_ABOUT THIS EXERCISE_. Quote the post about hiking with goats word for word, starting with "More Hiking with" and going on through "that turns out!".

_PASSAGE TO READ_.
++++++++++
Wednesday, April 10, 2013

More Hiking with Goats

I hope you are not already bored with footage and videos of the new goat kids and our hiking with them because I am certain that they are going to be a long and frequent feature here. I am so smitten with them! With visions of weekend camping trips using the goats as pack animals for long hikes, we have started the beginnings of training them already. That's right. We have every intention of taking our goats camping with us.

Stay tuned to see how that turns out!

The first step towards reaching our goal is to teach our kids to walk with us. Without their Momma's milk supply to distract them, the kids are more inclined to prefer to stay with us- once we get going, that is. Initially, often their first reaction is to turn around and go whichever way they want. Our patient, persistent calling of them helps to guide them to follow us and when that invariably fails, we resort to carrying them a bit until they get the point. I suppose we could use leashes to train them, but I have yet to see a shepherd with their goats all tethered on a line. Somehow he/she manages to convince them to walk with him/her. We shall do the same. Basically, as herd animals, we use their natural inclination to want to be with the herd. We call to them and walk the
direction we want to go. If we walk away far enough, they panic and run to catch up with us. At least, that is what happens sometimes. Other times, they panic and decide to run back towards the parked car. With repeated practice, we are hopeful that the "sometimes" will become "all the time". I think a pocket full of grain will do wonders in assisting us in teaching the kids to come with us. Additionally, we are teaching them their names. By repeating their names as we feed them, play, and pet them, we are hopeful that they will soon learn to recognize their individual call and respond as we would like them to.
++++++++++
[Dataset entries]
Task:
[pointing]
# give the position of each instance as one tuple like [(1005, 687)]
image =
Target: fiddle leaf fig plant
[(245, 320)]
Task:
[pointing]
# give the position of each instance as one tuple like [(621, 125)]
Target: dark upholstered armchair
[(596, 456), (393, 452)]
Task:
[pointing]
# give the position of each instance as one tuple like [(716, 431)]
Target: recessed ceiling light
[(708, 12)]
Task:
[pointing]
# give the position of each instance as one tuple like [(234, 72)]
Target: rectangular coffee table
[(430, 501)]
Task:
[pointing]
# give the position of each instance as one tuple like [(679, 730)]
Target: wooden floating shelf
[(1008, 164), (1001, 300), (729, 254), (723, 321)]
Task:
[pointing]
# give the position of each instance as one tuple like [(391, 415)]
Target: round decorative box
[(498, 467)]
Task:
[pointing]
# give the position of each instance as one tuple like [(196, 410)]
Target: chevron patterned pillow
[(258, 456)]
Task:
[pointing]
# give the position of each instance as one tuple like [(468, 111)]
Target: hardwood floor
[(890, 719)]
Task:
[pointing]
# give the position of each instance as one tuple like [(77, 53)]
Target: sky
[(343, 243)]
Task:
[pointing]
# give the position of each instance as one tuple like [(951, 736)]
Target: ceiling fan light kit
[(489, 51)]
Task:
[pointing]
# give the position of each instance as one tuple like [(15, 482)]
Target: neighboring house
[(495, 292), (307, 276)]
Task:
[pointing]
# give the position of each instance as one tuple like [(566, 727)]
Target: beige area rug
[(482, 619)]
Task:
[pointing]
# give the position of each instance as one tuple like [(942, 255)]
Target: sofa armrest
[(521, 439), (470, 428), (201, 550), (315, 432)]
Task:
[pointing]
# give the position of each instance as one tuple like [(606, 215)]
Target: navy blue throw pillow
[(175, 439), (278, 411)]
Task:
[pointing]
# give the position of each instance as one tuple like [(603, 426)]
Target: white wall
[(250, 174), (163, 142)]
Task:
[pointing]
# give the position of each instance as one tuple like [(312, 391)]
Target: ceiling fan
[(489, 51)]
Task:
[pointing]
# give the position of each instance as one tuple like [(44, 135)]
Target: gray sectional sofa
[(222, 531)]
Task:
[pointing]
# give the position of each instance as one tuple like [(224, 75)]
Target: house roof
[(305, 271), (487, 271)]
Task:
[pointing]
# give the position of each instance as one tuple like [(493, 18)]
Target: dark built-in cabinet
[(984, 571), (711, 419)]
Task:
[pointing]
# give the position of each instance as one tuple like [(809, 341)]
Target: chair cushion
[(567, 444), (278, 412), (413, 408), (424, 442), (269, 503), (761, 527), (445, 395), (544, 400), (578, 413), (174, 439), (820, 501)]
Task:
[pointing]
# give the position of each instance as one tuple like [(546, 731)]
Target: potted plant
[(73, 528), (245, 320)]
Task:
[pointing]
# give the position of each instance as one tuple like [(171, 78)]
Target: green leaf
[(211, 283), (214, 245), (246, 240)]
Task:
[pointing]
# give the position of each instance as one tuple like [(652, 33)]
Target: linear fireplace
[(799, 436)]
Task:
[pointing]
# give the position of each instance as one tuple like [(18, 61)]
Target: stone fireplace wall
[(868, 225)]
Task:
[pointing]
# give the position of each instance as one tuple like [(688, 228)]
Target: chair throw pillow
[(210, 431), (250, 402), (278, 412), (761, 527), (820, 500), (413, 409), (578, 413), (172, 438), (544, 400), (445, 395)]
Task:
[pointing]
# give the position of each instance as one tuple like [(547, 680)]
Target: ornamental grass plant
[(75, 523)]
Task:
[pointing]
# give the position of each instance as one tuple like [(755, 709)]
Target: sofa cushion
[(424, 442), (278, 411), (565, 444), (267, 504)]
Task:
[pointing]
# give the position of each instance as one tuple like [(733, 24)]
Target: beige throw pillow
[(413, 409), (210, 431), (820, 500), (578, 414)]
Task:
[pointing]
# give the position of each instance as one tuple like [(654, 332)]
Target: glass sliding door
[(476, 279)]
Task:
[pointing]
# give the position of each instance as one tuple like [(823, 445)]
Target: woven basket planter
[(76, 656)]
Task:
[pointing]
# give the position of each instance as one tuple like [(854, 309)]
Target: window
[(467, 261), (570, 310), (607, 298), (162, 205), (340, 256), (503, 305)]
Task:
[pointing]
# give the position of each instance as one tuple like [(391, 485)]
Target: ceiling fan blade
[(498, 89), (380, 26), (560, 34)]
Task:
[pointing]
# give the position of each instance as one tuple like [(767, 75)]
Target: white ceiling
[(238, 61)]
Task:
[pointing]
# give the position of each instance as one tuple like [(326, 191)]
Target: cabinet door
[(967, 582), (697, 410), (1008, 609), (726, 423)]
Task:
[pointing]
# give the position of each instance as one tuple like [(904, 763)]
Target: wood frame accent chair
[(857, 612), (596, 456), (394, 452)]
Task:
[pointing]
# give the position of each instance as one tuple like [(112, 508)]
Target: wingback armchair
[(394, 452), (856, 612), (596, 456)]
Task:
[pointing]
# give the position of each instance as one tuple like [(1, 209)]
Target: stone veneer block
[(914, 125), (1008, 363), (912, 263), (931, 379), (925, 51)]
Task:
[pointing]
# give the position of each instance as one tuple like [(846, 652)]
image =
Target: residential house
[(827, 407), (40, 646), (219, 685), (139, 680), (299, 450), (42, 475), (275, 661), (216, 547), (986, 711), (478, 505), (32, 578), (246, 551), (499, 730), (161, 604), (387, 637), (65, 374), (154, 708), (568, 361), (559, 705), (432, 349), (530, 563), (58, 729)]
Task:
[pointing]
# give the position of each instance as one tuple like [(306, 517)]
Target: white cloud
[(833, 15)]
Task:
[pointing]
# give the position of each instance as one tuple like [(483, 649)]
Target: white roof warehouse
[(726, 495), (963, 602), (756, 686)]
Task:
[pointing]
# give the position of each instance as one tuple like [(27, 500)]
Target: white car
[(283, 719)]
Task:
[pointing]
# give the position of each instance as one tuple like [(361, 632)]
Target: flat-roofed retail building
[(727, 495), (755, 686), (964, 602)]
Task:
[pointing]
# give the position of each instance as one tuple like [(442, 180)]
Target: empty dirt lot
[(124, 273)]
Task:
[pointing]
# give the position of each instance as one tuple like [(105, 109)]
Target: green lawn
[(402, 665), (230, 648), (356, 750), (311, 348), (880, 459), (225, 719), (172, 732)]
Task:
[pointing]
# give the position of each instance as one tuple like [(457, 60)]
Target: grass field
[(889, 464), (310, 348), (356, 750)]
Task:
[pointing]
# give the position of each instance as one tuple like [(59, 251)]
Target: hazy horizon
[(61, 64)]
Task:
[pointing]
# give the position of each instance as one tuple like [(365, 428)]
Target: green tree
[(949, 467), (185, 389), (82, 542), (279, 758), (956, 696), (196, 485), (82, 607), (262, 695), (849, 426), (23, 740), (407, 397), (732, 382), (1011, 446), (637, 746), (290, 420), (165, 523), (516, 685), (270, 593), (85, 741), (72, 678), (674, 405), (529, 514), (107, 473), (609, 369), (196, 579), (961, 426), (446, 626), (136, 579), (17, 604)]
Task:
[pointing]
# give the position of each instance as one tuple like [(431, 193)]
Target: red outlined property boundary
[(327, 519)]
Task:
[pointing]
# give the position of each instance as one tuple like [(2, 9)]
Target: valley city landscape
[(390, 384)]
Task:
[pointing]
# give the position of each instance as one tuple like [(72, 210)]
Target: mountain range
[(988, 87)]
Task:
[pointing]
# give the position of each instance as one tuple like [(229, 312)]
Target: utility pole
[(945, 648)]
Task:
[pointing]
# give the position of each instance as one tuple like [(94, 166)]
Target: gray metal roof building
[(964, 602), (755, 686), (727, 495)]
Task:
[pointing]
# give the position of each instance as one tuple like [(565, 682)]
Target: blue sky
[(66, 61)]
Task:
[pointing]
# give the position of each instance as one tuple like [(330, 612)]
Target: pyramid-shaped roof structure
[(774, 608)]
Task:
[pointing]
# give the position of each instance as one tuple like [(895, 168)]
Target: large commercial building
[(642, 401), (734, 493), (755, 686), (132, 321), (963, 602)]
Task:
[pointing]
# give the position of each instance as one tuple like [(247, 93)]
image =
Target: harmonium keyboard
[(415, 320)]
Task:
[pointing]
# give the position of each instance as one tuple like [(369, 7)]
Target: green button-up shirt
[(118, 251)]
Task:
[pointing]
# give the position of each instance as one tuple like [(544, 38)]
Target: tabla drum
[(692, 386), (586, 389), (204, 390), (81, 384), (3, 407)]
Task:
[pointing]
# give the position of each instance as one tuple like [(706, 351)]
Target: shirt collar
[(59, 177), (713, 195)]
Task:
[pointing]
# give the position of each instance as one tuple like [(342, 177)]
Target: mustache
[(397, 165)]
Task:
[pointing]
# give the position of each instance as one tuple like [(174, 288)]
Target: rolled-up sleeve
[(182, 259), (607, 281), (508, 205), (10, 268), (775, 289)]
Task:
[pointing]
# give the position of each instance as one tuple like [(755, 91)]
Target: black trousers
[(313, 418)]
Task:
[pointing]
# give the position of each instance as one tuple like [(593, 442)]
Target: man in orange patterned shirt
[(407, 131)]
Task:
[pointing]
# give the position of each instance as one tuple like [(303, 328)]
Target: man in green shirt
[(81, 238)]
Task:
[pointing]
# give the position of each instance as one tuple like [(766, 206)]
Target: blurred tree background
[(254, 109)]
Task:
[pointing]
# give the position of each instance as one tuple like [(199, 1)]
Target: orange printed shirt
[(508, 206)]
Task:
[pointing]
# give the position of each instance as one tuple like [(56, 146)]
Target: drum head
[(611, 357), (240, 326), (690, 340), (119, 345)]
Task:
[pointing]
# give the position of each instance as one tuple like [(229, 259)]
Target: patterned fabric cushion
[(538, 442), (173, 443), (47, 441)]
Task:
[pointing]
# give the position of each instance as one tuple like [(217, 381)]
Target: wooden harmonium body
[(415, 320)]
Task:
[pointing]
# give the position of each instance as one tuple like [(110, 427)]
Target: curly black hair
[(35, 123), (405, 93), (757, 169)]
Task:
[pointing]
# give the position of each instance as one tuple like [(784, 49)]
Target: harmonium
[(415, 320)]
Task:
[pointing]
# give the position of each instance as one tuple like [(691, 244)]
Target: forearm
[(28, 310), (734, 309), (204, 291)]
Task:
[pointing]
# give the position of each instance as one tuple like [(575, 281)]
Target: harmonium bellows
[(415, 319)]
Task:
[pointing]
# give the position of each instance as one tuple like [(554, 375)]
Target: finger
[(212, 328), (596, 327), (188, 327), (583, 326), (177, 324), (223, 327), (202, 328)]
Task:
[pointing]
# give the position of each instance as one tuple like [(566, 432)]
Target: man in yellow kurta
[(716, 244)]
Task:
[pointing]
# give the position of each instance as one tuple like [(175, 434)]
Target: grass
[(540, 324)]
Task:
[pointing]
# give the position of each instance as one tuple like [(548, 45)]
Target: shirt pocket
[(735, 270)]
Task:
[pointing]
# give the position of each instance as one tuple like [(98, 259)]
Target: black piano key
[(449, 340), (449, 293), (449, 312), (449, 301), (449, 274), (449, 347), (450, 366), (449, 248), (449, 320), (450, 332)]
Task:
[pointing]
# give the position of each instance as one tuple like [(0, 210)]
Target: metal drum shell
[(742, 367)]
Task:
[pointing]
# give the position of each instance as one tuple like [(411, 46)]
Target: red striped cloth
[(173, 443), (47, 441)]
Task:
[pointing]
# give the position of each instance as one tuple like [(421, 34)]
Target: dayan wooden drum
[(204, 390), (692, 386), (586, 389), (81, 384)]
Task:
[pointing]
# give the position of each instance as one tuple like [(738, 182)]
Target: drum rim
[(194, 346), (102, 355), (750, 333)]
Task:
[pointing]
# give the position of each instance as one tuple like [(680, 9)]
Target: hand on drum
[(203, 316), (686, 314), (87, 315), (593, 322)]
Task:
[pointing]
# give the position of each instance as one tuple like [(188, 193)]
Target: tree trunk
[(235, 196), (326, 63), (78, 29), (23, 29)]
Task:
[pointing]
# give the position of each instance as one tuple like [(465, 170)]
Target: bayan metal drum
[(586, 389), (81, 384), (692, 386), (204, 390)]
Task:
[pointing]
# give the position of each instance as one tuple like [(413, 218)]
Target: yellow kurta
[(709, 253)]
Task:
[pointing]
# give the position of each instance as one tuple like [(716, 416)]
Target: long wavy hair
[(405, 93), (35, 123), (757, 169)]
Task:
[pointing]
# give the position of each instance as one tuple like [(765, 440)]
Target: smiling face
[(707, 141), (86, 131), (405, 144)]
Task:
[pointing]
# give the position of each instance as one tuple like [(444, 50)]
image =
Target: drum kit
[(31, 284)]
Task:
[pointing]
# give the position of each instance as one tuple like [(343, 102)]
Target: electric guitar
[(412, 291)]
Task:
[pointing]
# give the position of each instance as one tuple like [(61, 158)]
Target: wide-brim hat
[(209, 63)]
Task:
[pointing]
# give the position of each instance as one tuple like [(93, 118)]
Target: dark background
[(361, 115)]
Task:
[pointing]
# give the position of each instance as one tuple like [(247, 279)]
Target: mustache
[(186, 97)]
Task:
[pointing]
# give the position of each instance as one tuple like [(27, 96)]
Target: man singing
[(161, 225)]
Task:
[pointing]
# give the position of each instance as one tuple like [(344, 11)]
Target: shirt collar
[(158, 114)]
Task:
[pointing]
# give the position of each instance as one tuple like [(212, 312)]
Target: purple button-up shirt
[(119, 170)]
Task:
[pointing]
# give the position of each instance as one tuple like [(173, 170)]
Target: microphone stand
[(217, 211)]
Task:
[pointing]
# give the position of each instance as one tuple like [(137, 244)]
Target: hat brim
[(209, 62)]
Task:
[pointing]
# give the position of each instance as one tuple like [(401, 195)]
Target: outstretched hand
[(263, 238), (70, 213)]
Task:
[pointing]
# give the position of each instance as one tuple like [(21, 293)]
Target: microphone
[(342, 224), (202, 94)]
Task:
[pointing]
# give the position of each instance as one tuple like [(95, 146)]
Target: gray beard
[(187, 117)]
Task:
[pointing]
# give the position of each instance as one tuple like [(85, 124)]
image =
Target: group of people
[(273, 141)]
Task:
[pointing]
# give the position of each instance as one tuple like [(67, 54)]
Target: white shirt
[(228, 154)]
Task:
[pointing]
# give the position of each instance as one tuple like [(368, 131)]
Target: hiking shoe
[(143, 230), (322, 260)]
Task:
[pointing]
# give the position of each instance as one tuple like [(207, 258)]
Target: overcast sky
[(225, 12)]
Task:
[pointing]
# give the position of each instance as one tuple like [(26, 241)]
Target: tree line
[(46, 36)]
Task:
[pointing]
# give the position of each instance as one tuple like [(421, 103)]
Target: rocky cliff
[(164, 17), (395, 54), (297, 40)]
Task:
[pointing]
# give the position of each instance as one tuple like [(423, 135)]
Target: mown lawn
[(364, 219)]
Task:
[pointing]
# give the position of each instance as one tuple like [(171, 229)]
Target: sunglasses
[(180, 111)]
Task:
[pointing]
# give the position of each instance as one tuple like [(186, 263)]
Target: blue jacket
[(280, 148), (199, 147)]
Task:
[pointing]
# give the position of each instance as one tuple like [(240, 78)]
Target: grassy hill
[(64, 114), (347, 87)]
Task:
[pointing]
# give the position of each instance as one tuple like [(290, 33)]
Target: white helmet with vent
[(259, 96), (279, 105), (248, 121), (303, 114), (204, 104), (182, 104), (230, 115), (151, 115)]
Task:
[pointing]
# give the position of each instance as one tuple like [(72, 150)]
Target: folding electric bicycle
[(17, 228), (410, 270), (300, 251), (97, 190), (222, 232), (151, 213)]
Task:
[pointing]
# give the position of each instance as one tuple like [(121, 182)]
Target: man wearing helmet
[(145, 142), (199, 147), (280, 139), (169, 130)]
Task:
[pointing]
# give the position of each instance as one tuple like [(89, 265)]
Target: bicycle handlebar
++++++++++
_SOLUTION TO THE PROBLEM_.
More Hiking with Goats

I hope you are not already bored with footage and videos of the new goat kids and our hiking with them because I am certain that they are going to be a long and frequent feature here. I am so smitten with them! With visions of weekend camping trips using the goats as pack animals for long hikes, we have started the beginnings of training them already. That's right. We have every intention of taking our goats camping with us.

Stay tuned to see how that turns out!